ENTRIES SHOWN >>
⁂
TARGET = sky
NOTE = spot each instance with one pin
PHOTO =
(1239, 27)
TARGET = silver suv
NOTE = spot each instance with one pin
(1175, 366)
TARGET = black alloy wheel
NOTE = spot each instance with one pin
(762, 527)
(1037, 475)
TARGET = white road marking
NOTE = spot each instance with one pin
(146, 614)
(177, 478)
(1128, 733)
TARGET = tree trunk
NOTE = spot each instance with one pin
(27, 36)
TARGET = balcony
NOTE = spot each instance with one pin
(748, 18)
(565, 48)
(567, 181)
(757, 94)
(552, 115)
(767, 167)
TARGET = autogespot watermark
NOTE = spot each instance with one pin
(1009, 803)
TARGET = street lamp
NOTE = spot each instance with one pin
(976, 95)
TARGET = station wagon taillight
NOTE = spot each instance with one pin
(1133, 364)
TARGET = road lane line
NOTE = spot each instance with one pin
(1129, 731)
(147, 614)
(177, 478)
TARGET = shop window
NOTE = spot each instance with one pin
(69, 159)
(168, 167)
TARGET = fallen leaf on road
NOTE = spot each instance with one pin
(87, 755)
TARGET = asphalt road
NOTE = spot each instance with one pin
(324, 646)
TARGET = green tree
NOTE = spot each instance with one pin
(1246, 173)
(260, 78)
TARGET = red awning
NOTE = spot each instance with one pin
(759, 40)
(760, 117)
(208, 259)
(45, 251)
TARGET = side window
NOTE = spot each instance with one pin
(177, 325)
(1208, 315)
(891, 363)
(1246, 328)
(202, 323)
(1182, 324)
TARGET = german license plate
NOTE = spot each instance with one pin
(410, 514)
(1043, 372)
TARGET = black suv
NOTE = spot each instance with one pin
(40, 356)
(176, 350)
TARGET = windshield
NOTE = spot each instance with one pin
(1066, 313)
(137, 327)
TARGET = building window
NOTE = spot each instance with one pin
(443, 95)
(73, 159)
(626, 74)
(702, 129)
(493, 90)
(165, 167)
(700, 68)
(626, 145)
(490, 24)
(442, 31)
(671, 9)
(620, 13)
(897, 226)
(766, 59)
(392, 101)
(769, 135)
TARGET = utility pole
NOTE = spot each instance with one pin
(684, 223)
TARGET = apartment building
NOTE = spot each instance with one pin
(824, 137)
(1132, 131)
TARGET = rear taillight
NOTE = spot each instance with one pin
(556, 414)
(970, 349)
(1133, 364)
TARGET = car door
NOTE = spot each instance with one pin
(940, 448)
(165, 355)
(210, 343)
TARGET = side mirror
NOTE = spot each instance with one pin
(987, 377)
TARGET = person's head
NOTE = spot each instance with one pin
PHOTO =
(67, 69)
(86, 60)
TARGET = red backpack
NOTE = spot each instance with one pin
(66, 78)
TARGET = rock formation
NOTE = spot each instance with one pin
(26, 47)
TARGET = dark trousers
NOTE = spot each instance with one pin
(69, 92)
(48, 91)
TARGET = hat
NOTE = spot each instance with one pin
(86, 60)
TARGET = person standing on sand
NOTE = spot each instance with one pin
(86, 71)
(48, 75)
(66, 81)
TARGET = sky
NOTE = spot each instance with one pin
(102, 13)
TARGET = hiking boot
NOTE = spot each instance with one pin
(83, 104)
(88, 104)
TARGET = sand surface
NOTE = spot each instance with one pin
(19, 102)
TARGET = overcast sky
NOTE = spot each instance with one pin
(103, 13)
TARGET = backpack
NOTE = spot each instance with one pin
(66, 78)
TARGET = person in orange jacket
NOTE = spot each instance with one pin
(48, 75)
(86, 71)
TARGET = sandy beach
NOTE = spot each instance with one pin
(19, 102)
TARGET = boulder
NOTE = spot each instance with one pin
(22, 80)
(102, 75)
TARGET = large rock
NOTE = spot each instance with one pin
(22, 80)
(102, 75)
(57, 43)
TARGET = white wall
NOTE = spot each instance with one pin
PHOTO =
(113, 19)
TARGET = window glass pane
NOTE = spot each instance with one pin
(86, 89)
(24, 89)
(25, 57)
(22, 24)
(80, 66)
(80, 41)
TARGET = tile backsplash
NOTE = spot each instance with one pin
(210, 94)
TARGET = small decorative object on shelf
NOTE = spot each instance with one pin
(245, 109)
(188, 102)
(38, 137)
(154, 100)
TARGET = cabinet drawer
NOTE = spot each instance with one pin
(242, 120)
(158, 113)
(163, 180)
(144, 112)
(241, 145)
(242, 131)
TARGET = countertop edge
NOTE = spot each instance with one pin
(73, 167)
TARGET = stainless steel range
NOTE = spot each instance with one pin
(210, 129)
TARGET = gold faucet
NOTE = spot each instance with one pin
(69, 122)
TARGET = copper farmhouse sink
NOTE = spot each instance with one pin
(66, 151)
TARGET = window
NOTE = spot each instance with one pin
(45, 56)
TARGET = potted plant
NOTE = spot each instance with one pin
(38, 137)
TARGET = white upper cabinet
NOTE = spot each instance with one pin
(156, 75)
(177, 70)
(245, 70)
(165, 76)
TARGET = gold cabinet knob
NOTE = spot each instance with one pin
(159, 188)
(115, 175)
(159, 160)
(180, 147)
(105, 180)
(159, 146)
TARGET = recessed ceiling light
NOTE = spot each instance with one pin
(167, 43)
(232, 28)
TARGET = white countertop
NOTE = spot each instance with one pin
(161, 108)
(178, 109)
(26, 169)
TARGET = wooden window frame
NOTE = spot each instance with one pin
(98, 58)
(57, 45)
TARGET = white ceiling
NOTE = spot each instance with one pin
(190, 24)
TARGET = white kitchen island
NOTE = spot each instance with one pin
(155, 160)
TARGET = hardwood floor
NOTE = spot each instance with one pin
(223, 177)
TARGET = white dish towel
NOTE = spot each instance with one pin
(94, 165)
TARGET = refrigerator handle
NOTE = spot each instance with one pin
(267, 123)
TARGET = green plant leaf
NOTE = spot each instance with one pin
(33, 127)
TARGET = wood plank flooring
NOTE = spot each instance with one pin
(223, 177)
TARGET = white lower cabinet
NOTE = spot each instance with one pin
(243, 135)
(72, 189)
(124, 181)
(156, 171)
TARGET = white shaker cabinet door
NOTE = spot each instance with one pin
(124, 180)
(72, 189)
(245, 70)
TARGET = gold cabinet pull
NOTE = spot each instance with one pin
⁂
EXERCISE GOAL >> Output an exact copy of the lines beginning at the one that holds "TARGET = white countertop" and running through the final line of the records.

SOLUTION TO THE EXERCISE >>
TARGET = white countertop
NOTE = spot each instance with one pin
(161, 108)
(178, 109)
(26, 169)
TARGET = wooden window frame
NOTE = spot each instance with one pin
(98, 58)
(57, 45)
TARGET = white ceiling
NOTE = spot each instance with one pin
(190, 24)
TARGET = white kitchen island
NOTE = spot each instance with one pin
(155, 160)
TARGET = hardwood floor
NOTE = spot each instance with one pin
(223, 177)
TARGET = white dish towel
NOTE = spot each instance with one pin
(94, 165)
TARGET = refrigerator handle
NOTE = spot each instance with one pin
(267, 123)
TARGET = green plant leaf
NOTE = spot each instance with one pin
(33, 127)
TARGET = wood plank flooring
NOTE = spot each instance with one pin
(223, 177)
TARGET = white lower cabinet
NOTE = spot each instance with one pin
(243, 135)
(72, 189)
(124, 181)
(156, 171)
TARGET = white shaker cabinet door
NOTE = spot each instance with one pin
(124, 180)
(72, 189)
(245, 70)
TARGET = gold cabinet pull
NOTE = spot each instance with one pin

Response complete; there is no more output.